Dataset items
::::

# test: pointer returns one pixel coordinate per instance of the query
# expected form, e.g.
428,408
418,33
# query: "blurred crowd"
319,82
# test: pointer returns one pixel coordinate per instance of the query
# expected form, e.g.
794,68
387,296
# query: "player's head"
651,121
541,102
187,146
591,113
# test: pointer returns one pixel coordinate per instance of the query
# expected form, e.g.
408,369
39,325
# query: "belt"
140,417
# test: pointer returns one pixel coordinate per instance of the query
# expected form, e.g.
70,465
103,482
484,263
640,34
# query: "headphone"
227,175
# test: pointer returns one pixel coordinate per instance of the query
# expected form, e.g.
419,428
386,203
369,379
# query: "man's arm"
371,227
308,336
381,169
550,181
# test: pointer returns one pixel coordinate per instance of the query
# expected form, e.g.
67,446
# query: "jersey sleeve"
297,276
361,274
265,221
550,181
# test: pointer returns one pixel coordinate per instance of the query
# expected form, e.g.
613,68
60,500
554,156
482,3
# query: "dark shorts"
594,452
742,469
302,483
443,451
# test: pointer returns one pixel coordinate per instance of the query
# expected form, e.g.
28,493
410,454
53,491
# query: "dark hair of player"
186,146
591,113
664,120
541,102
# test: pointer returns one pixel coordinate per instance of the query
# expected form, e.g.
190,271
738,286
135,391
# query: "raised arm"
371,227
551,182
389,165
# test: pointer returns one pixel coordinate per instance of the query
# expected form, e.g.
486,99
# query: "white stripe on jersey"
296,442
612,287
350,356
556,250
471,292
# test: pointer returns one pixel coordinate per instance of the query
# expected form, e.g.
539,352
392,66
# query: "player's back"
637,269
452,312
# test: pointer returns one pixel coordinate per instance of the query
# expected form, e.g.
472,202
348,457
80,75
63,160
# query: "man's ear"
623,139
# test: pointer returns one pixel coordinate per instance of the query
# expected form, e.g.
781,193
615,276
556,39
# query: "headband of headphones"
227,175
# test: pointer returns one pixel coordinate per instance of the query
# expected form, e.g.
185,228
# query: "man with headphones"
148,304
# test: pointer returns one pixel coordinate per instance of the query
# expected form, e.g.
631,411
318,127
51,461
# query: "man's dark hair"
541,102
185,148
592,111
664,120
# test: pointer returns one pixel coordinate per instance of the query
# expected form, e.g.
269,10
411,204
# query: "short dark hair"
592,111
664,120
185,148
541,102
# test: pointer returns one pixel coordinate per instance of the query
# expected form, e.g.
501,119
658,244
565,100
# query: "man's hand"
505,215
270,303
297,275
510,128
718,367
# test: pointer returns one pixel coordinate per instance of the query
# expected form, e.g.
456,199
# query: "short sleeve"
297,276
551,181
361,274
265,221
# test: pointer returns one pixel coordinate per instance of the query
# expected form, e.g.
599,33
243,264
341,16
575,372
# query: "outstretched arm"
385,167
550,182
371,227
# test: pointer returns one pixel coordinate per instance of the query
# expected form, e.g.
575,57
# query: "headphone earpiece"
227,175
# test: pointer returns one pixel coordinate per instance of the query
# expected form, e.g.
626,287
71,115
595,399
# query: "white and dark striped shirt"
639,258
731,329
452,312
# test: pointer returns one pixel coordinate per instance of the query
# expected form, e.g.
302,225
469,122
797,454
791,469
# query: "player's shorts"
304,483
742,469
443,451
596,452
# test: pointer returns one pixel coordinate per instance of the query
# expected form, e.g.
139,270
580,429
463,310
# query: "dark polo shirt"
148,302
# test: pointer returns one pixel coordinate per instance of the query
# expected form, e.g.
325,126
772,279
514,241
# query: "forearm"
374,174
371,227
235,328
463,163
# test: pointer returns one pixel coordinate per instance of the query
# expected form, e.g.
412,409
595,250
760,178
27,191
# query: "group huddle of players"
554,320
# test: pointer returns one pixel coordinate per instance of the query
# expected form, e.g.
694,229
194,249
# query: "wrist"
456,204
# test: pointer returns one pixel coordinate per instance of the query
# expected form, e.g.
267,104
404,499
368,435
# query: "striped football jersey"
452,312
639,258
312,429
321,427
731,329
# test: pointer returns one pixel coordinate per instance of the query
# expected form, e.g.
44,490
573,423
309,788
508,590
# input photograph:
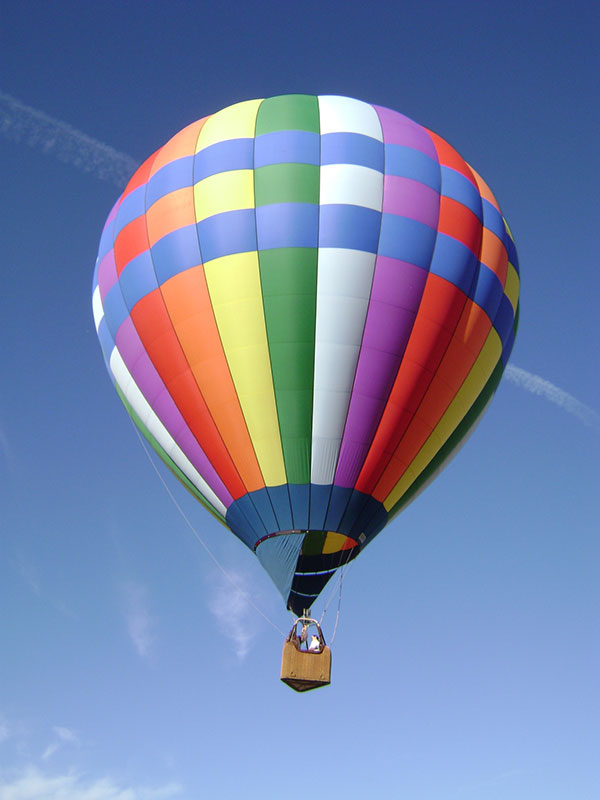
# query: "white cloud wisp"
32,784
540,386
23,124
140,624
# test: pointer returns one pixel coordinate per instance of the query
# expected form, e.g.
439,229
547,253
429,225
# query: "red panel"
458,221
439,313
160,342
463,350
130,242
448,157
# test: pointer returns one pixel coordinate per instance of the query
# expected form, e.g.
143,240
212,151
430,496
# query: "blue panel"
410,163
138,279
459,188
239,525
115,310
454,261
407,240
352,148
223,157
319,503
507,348
279,556
488,291
370,515
299,494
262,503
283,147
353,227
340,497
227,233
492,219
132,207
248,525
512,251
107,342
175,175
176,252
280,500
504,320
355,507
287,225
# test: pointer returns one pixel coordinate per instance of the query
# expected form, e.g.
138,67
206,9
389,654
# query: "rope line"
231,580
337,585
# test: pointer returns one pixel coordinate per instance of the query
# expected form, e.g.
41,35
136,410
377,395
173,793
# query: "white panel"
348,272
140,405
97,307
343,290
352,185
343,114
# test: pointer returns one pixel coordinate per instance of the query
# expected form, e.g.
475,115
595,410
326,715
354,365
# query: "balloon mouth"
318,542
301,562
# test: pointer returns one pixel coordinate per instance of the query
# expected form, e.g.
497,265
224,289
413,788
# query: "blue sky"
466,658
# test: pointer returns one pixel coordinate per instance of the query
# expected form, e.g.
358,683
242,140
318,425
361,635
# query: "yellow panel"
236,297
513,283
225,191
235,122
456,411
334,542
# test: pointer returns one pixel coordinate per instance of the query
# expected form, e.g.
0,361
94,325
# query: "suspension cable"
227,575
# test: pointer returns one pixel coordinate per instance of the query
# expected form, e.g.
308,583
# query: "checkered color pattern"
306,303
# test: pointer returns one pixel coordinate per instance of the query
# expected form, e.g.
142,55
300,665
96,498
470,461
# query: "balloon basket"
305,669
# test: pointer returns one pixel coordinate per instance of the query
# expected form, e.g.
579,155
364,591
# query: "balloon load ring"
306,304
305,665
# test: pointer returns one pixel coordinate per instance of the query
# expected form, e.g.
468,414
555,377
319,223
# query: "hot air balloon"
305,304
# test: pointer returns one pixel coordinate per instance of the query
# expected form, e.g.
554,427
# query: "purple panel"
150,384
409,198
398,129
107,274
397,290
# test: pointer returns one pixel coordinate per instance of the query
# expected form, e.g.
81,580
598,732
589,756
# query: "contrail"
537,385
21,123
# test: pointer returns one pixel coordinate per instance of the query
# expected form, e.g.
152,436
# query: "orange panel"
442,302
484,190
188,304
181,145
450,158
173,211
416,434
130,242
140,176
462,352
150,315
439,313
459,222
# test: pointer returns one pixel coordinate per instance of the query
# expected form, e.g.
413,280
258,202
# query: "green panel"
295,112
470,419
289,285
446,451
167,459
286,183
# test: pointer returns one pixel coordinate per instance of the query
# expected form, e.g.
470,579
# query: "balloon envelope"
305,303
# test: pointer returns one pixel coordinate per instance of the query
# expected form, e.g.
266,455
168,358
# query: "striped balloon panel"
305,304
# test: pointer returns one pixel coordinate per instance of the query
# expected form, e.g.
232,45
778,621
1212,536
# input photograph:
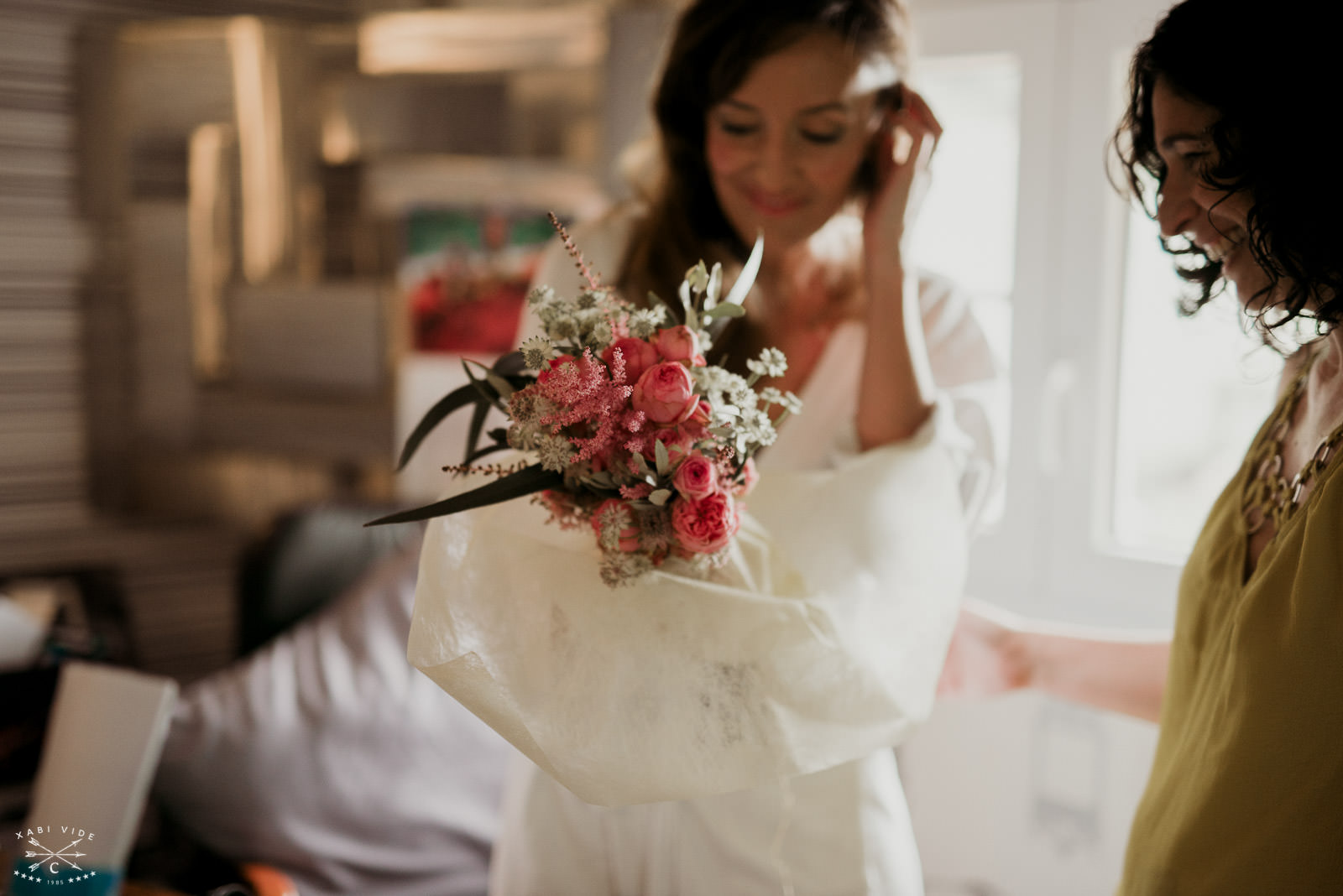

::::

# What is asked
Collect every line from the rows above that contains the word "hair". Matching is case-sensitive.

# Task response
# query: "dark hair of player"
# query: "man's dark hair"
# query: "short dark hair"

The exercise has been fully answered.